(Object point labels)
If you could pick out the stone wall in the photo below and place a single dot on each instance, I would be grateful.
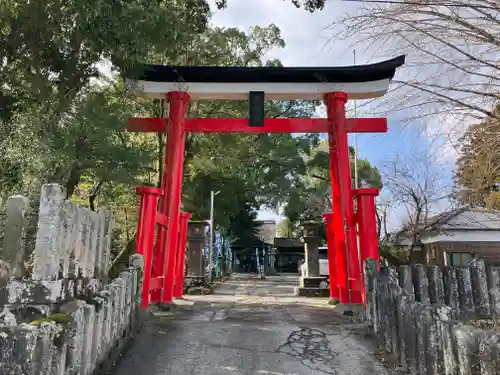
(63, 316)
(428, 319)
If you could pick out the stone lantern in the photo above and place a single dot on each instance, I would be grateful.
(309, 283)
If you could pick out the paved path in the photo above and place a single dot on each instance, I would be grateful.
(251, 326)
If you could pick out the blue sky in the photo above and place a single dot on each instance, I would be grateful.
(309, 43)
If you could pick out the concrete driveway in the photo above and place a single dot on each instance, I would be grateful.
(251, 326)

Task to carry out: Recast all of the data above as a two-column CSV with the headers "text" and "points". Give one row for each sentence and the coordinates that follow it. Put each value in a single quoted field with line breaks replaced by spaces, and leave out the pictures.

Solution:
text,points
"If you could pick out the stone wall in the photo below and place a single dot on each instance, I would be grateful.","(63, 316) (428, 319)"
"If you could pick out the stone lantern in the photo above and place a single dot on each instance, I would be grateful.","(309, 283)"
"If you could pick out the paved path in the photo above and place a single dot on each instance, I would be grateful.","(251, 326)"
"If you could pick out the blue sky in the photo above and place a single dot on each instance, I would be grateful.","(309, 43)"
"If you could pick out the concrete driveway in the photo above and place a single dot on each instance, I would be grateful.","(251, 326)"